The most futuristic insight came from Markus Franz (CTO, Ippen Digital), who described a world where AI systems collaborate without human input. Instead of one assistant per task, imagine a network of specialized agents. For instance, an AI agent system could be composed of a “creative director” agent setting the vision, a “collector” agent sourcing assets, and an “editor” agent assembling the final story.
This orchestration turns humans from operators (having an active role in the input) into observers (making sure everything runs smoothly). Franz demonstrated how Netflix already experiments with systems that generate audience-specific content entirely autonomously. It’s a glimpse into a near future where workflows are not just supported by AI, but run by it.

→ TASKS TO CARRY OUT
• a. Copy the part of the passage on AI agent networks that runs from "The most futuristic" up to and including "but run by it.".
• b. For each statement, say whether it agrees with the passage on AI agent networks, and quote the words that decide it. (i) Markus Franz is the CTO of Ippen Digital. (ii) In the example system, the "collector" agent assembles the final story. (iii) The orchestration described turns humans from observers into operators.
• c. Pick up the passage on AI agent networks after its last sentence and continue it.

→ DATA SECTION

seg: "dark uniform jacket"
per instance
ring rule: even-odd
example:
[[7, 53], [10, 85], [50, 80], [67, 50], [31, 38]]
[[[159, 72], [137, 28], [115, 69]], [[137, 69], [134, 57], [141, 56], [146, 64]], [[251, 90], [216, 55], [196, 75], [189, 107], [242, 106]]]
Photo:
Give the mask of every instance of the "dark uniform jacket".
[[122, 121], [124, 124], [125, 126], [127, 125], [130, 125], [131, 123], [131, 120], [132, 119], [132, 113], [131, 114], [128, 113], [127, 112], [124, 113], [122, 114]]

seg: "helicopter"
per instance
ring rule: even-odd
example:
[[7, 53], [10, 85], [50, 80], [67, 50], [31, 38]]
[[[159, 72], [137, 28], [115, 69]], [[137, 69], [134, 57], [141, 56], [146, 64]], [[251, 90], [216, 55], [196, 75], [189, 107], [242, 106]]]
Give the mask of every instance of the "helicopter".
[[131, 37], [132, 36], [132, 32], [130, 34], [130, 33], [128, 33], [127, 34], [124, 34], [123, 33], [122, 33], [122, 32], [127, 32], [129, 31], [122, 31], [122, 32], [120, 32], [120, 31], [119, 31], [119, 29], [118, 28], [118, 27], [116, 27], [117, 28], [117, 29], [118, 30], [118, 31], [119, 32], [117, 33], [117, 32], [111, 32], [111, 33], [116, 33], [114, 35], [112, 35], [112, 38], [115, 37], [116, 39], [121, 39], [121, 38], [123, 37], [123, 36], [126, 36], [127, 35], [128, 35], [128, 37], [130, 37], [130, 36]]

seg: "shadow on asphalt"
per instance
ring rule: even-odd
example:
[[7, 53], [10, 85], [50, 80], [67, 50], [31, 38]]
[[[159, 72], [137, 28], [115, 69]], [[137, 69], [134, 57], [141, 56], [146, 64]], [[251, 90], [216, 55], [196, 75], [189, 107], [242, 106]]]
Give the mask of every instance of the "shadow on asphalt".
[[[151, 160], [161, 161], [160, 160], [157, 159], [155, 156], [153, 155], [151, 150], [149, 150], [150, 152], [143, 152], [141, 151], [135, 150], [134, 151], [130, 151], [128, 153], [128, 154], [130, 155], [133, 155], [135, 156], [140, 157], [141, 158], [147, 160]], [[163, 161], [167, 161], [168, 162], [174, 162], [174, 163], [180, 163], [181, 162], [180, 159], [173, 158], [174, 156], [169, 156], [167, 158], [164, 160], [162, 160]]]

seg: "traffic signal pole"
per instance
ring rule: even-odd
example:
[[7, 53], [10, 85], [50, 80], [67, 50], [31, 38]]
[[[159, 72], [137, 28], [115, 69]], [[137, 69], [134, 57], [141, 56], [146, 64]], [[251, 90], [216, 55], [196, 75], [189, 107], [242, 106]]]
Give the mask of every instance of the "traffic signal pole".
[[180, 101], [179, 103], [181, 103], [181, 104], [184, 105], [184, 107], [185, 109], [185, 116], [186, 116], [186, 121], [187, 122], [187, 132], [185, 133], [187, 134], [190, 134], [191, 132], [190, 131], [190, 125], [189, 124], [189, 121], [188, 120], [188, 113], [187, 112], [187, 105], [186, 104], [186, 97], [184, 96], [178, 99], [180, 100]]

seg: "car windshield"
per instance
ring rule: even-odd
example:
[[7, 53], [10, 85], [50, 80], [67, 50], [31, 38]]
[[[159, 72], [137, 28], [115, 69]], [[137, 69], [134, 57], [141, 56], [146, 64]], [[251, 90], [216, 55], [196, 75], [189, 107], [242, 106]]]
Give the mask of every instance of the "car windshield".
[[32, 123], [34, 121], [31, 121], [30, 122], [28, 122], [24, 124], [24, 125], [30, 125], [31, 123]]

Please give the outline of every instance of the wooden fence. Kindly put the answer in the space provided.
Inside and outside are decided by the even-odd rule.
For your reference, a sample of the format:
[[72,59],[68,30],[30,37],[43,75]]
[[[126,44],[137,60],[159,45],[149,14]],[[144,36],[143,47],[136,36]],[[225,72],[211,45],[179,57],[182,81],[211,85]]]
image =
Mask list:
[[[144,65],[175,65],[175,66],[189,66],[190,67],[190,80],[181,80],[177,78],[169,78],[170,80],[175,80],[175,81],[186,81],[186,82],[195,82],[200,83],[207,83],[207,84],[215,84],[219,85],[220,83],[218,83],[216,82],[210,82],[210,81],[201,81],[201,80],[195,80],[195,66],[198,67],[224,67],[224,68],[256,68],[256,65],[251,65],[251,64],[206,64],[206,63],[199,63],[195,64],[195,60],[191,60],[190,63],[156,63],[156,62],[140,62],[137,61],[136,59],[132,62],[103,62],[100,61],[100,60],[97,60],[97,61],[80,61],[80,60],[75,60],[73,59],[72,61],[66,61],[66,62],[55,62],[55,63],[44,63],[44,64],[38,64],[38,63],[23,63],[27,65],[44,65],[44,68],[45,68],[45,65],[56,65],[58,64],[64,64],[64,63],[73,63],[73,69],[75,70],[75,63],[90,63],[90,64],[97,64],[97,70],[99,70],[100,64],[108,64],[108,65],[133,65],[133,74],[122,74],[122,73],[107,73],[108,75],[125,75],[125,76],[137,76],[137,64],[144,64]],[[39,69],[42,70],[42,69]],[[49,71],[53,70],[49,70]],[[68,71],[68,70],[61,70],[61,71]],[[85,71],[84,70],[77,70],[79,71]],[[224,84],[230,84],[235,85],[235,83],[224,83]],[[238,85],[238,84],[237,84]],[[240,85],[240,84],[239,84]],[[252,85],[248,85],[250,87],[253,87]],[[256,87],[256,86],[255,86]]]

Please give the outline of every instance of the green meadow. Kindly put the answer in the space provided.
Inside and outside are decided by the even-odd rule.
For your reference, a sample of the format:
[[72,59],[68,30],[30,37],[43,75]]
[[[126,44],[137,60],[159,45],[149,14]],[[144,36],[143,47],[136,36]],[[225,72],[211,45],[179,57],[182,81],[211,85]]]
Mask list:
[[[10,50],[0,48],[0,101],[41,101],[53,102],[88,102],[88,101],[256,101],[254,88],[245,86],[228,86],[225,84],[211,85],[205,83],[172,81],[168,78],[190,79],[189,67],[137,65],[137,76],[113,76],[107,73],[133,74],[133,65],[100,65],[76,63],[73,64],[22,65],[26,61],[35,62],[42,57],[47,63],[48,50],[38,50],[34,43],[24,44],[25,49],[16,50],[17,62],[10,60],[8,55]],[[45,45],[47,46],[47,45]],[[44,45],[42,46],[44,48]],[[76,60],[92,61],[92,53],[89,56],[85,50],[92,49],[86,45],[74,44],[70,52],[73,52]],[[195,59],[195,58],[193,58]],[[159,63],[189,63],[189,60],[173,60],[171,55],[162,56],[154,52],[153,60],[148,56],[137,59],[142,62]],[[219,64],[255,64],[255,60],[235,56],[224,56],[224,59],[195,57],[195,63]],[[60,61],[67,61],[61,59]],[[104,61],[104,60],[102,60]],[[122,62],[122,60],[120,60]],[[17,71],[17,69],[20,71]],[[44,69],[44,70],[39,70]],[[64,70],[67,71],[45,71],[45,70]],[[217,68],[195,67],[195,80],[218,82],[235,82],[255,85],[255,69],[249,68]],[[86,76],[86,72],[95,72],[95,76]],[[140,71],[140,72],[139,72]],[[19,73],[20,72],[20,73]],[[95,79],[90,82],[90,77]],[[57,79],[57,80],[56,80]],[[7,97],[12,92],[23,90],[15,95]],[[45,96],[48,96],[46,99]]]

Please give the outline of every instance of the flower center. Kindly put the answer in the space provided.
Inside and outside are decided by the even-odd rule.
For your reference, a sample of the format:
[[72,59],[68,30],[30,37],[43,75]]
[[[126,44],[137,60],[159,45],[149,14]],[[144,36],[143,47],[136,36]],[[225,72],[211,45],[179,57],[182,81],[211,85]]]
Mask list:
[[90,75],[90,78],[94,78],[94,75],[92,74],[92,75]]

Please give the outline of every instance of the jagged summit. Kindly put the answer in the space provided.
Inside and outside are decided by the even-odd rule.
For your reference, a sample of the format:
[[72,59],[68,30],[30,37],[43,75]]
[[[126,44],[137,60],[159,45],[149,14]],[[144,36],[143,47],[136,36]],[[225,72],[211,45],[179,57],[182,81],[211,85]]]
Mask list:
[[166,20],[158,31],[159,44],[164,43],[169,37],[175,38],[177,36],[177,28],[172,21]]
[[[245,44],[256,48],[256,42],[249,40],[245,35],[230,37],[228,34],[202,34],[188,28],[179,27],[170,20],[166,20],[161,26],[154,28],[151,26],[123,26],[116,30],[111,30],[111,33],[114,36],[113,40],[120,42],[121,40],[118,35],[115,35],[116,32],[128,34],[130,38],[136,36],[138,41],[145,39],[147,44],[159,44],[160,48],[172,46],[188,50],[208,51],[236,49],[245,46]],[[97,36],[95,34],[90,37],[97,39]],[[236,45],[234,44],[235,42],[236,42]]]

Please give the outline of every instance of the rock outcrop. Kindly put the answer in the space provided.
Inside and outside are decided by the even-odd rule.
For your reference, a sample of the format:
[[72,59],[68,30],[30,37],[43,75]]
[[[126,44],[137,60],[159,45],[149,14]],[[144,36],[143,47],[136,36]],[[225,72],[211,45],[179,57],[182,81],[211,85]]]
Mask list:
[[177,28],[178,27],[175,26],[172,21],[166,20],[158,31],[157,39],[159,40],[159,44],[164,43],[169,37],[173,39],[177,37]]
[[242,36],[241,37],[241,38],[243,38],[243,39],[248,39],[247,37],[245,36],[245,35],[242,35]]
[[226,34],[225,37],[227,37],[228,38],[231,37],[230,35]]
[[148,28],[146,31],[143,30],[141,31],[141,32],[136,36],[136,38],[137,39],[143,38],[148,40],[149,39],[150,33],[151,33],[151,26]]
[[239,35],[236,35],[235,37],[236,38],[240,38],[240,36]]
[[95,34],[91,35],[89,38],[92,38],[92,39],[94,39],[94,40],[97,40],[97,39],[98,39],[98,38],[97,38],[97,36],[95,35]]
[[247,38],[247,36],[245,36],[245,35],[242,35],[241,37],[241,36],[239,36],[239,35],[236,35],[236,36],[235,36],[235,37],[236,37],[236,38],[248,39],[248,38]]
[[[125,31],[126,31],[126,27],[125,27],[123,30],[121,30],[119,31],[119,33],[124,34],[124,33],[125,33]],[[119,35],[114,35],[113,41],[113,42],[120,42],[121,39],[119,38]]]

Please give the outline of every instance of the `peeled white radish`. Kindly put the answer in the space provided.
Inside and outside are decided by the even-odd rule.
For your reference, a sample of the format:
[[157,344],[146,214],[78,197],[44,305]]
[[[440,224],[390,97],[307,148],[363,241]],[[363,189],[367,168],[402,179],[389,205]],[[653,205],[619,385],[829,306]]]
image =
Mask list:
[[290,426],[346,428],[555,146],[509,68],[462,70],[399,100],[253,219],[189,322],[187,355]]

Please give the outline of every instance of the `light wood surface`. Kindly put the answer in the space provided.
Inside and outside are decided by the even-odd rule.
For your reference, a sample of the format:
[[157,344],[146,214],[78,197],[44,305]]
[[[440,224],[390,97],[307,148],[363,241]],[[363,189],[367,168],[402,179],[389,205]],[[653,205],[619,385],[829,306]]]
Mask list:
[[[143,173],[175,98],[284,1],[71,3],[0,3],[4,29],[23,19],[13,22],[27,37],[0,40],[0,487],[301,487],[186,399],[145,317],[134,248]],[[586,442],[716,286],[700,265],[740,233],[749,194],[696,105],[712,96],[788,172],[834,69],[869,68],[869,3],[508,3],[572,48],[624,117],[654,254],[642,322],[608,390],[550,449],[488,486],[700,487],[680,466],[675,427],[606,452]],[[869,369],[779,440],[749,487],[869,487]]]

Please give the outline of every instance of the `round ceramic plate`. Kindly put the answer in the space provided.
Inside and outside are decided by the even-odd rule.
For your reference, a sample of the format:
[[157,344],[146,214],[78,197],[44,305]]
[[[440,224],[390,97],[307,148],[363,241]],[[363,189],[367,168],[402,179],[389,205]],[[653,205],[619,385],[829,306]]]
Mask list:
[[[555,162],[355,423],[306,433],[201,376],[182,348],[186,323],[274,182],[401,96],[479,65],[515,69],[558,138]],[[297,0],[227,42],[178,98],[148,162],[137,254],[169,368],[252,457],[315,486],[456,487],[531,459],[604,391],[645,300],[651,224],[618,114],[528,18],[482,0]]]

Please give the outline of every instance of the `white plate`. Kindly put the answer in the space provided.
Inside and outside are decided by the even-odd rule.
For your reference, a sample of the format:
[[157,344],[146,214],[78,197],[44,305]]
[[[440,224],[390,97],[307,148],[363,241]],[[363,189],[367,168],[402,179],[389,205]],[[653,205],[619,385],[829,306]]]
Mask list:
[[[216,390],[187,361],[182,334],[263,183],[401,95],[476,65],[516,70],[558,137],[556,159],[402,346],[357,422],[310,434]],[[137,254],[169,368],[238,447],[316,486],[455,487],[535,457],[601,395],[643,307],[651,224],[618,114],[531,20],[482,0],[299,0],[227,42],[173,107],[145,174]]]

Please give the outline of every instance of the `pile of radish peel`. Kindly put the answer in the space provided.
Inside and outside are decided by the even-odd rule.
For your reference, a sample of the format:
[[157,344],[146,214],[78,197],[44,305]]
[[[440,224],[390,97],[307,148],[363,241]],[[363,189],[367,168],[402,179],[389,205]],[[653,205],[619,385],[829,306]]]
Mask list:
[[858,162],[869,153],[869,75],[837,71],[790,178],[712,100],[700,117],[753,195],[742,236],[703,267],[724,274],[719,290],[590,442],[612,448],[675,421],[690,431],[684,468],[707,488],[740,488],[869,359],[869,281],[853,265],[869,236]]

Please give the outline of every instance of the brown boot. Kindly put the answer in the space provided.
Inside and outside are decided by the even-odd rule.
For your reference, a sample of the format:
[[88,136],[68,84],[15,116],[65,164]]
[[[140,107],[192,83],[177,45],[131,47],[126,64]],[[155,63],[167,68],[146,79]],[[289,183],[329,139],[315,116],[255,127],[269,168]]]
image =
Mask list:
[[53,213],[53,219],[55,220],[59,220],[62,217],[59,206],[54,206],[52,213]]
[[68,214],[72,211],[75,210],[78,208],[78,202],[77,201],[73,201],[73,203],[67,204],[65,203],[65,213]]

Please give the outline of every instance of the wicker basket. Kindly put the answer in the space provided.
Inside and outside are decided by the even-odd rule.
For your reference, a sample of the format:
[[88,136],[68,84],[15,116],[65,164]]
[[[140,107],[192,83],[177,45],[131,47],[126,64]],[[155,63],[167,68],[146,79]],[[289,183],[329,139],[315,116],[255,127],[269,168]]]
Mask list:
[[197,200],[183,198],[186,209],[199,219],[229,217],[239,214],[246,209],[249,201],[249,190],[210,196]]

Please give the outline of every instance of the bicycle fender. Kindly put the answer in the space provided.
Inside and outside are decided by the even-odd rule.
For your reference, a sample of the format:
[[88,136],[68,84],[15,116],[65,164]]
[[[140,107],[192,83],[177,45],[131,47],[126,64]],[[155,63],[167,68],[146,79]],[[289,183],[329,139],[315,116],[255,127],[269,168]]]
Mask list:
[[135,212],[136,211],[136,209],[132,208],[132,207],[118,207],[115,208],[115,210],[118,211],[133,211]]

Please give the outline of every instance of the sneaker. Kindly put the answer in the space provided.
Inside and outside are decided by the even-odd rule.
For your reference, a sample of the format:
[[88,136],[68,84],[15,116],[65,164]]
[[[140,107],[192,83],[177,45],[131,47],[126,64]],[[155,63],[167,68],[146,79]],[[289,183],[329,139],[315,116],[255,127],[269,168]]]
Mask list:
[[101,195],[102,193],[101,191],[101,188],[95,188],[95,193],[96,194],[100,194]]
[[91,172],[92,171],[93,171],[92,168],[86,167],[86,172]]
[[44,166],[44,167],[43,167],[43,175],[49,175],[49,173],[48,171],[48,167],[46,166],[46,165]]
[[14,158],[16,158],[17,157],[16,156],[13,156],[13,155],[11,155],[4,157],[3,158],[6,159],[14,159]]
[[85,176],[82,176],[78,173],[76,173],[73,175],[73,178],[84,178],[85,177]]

→ WRITTEN RESPONSES
• a.
The most futuristic insight came from Markus Franz (CTO, Ippen Digital), who described a world where AI systems collaborate without human input. Instead of one assistant per task, imagine a network of specialized agents. For instance, an AI agent system could be composed of a “creative director” agent setting the vision, a “collector” agent sourcing assets, and an “editor” agent assembling the final story.
This orchestration turns humans from operators (having an active role in the input) into observers (making sure everything runs smoothly). Franz demonstrated how Netflix already experiments with systems that generate audience-specific content entirely autonomously. It’s a glimpse into a near future where workflows are not just supported by AI, but run by it.

• b.
(i) Yes: "Markus Franz (CTO, Ippen Digital)"
(ii) No: "an “editor” agent assembling the final story"
(iii) No: "turns humans from operators (having an active role in the input) into observers"

• c.
Some publishers are already well past the experimentation phase. At Schibsted, Director of AI and Data Juan Carlos Lopez Calvet described a disciplined “Easy vs. Impact” framework guiding their development, choosing projects that are both feasible and transformative. That mindset has produced tangible results. Through a series of live demos, he showed how Aftonbladet’s evolving chat feature now guides readers through sponsored prompts, their “What Happened Since Last Time” tool re-engages audiences by summarizing updates since a user’s last visit, and VideoFly auto-generates short, multilingual videos from articles.
At Frankfurter Allgemeine Zeitung (FAZ), Marina Sorg (Deputy CTO) shared how AI is woven into a broader strategy to strengthen loyalty and digital growth. Having reached 300,000 digital subscribers ahead of schedule, FAZ is now targeting 400,000 by 2030 — and AI plays a central role in that ambition. Three touchpoints already define their reader experience: an AI article summary that doubles engagement, an Eleven Labs–powered text-to-speech feature used by a third of subscribers, and an article chatbot being refined with close editorial oversight.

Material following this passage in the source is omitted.